begin

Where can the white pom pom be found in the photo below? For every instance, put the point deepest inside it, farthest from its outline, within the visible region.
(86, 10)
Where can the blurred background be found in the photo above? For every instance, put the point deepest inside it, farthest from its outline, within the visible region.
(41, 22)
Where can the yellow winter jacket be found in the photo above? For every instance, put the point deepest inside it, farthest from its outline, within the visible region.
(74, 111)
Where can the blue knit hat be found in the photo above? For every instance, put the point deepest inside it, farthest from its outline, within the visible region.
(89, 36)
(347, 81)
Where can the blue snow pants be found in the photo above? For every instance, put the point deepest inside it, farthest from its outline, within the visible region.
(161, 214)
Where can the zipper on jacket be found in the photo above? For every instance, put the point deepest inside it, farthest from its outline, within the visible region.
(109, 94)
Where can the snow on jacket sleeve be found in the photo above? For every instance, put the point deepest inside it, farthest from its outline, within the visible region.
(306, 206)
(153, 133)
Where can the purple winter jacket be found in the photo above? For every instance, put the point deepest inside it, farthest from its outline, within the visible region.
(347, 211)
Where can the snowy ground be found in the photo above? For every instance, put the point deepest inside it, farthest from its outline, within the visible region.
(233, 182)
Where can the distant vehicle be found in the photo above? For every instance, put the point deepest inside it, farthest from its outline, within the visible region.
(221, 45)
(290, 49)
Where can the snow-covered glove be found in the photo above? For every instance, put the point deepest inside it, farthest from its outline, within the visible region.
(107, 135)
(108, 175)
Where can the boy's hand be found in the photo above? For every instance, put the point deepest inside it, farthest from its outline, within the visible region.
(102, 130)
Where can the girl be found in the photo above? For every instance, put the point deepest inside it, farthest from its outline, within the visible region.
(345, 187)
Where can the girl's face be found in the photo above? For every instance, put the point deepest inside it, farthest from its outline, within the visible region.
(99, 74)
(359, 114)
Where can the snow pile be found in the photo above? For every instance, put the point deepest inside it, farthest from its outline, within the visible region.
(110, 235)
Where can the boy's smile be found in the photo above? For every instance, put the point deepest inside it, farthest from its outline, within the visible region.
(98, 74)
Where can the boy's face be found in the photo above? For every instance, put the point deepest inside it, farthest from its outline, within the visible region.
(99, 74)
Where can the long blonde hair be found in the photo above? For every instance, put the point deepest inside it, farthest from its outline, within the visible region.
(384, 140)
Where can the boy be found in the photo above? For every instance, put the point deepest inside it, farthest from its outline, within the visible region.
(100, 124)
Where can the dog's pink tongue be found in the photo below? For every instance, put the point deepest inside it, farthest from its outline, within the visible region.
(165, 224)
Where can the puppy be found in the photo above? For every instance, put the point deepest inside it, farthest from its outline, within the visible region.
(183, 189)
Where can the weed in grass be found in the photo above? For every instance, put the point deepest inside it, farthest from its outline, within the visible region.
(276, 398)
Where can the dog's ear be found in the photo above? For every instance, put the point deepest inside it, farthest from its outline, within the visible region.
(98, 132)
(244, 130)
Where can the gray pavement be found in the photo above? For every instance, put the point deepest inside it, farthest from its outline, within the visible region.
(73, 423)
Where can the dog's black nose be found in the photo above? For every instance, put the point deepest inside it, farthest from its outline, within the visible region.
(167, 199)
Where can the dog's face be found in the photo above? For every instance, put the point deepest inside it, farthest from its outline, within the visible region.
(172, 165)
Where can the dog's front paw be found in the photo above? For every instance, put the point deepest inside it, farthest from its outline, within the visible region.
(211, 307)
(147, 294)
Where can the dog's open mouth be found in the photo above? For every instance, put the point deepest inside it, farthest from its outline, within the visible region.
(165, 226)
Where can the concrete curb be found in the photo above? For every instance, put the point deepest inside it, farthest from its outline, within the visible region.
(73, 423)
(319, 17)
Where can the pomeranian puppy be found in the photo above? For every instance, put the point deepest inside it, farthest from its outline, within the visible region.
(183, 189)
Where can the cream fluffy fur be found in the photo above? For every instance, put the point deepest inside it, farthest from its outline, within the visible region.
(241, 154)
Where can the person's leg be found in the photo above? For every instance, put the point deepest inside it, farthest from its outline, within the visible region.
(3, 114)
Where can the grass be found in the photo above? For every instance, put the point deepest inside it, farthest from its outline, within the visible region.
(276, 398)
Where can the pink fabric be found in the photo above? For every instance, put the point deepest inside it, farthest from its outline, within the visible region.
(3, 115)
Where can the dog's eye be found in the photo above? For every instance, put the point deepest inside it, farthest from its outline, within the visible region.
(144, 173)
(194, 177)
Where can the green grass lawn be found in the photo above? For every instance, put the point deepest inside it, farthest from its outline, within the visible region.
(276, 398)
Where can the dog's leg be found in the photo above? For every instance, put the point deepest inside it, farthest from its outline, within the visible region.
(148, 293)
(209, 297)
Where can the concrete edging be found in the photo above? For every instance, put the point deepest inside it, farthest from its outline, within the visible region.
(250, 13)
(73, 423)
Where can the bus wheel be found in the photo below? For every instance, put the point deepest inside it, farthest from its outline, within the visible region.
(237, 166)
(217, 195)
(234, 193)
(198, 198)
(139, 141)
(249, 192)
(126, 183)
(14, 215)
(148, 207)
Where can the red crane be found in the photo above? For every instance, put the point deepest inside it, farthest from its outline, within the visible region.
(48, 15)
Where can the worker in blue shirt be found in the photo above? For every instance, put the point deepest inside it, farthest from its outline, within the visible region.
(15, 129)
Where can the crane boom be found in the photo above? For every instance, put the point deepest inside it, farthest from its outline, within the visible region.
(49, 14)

end

_What you need to do_
Reproduce all of the rows above verbatim, keeping their original order.

_Output below_
Where can the white pom pom be found in the photo below? For every instance, put the point deepest inside it, farthest from its outline, within the visible region.
(86, 10)
Where can the blurred background be found in the photo above? For every instance, put the point deepest inside it, farthest from its outline, within the visible region.
(41, 22)
Where can the yellow winter jacket be found in the photo above? For every instance, put the point deepest inside it, farthest from its outline, within the visible region.
(74, 111)
Where can the blue knit hat be found in the photo above? For every instance, put the point deepest inside it, farthest from its outline, within the visible region.
(89, 36)
(347, 81)
Where can the blue snow pants be found in the photo above? For every instance, put the point deepest inside it, farthest from its outline, within the visible region.
(161, 214)
Where can the zipper on jacket be found in the photo above? For every instance, put the point deepest inside it, farthest from its outline, within the visible region.
(109, 94)
Where can the snow on jacket sleeve be found in the photo above? For every instance, put the point deepest inside it, farthest from its outline, within the visible region.
(306, 206)
(153, 133)
Where can the purple winter jacket be found in the photo above? For every instance, put the point deepest inside it, farthest from its outline, within the visible region.
(347, 211)
Where can the snowy ground be found in the photo above? For every instance, put the point deepest inside it, farthest from its outline, within the visible region.
(233, 182)
Where can the distant vehicle be found in the photo above? For every instance, put the point deepest inside it, farthest from its outline, within the visible region.
(221, 45)
(290, 49)
Where can the snow-covered glove be found in the photo above? For every instance, put the point deepest inside it, farthest from its outline, within the visible region.
(107, 135)
(108, 175)
Where can the boy's hand be found in the photo above? For every instance, put the point deepest inside it, farthest from its outline, within the visible region.
(102, 130)
Where can the girl be found in the photo above? For every instance, put the point deepest inside it, farthest from its outline, within the visible region.
(345, 187)
Where can the girl's face be found in the photo above? For every instance, put the point deepest inside it, farthest from its outline, within the visible region.
(99, 74)
(359, 114)
Where can the snow pile be found in the photo above? For every instance, put the point deepest inside it, farthest from its outline, within the visible region.
(110, 235)
Where can the boy's smile be found in the photo above? For every instance, put the point deepest inside it, farthest from its outline, within the visible region.
(98, 74)
Where can the boy's face be found in the photo above? For every instance, put the point deepest inside it, farthest from its outline, within the visible region.
(99, 74)
Where can the long blonde hair be found in the photo above? For every instance, put the point deepest inside it, farthest from its outline, within the visible region.
(384, 140)
Where can the boy be found in the photo above? For every instance, put the point deepest inside it, farthest from its outline, within the visible region.
(100, 124)
Where can the dog's pink tongue be found in the photo below? For every instance, put the point deepest inside it, farthest from its outline, within the visible region.
(165, 224)
Where can the puppy be found in the photo above? For every instance, put the point deepest inside it, farthest from its outline, within the visible region.
(183, 189)
Where can the weed in grass be found in the photo above? For every instance, put the point deepest inside it, farthest from its outline, within the visible region.
(276, 398)
Where can the dog's ear be found in the photo above? For every instance, put the point deepest inside it, farthest from its outline, within the visible region.
(98, 132)
(244, 130)
Where can the gray pavement be found in the photo above? For every instance, put the point deepest inside it, farthest from its outline, within the visible region.
(73, 423)
Where can the dog's black nose be found in the photo above? For every instance, put the point deepest inside it, farthest from its outline, within the visible region.
(167, 199)
Where can the dog's face be found in the photo above? For every instance, put the point deepest inside it, farthest from its outline, within the visible region.
(172, 165)
Where can the dog's front paw be found in the photo above? For every instance, put the point deepest inside it, farthest from its outline, within the visible region.
(211, 307)
(147, 294)
Where can the dog's open mouth be found in the photo above? For every instance, put the point deepest inside it, farthest from its outline, within the visible region.
(165, 226)
Where can the concrete curb be found in the photo above? For every instance, put the point deepest inside it, farthest from its outline, within the visible region.
(73, 423)
(319, 17)
Where can the pomeranian puppy be found in the photo above? For every instance, put the point deepest inside it, farthest from its outline, within the visible region.
(183, 189)
Where can the cream fluffy fur be found in the photo above? For every instance, put the point deepest inside it, farthest from its outline, within the visible region.
(241, 154)
Where can the person's leg be found in the photo above? For every instance, put the point deepest inside it, farthest from its outline, within the visible region.
(3, 114)
Where can the grass be found in the photo above? For every instance, put the point deepest inside it, farthest from its outline, within the visible region.
(276, 398)
Where can the pink fabric be found in the photo above? For every instance, put the point deepest inside it, farthest from its outline, within the visible region.
(3, 115)
Where can the dog's eye be found in the photo above? For every instance, put the point deepest inside it, farthest from its outline, within the visible region.
(144, 173)
(194, 177)
Where can the green grass lawn be found in the photo above? For every instance, put the point deepest inside it, farthest from its outline, within the visible region.
(276, 398)
Where can the dog's leg be found in the photo above? For every instance, put the point deepest inside it, farthest from its outline, within the visible region.
(148, 293)
(209, 297)
Where can the concrete edging be found in the photo above? For every instance, put the point deepest inside it, farthest from its outline, within the visible region.
(250, 13)
(73, 423)
Where can the bus wheel be found in the photo below? For every instance, put the point deepest inside it, farthest from its outline, within the visible region.
(237, 166)
(217, 195)
(234, 193)
(198, 198)
(139, 141)
(249, 192)
(126, 183)
(14, 215)
(148, 207)
Where can the red crane be found in the photo above? For every instance, put the point deepest inside it, farthest from its outline, within the visible region.
(48, 15)
Where can the worker in blue shirt be found in the photo above? For every instance, put the point deepest inside it, farthest from its outline, within the visible region.
(15, 129)
Where can the crane boom be found in the photo above? For every instance, put the point deepest inside it, farthest from its outline, within the visible region.
(49, 14)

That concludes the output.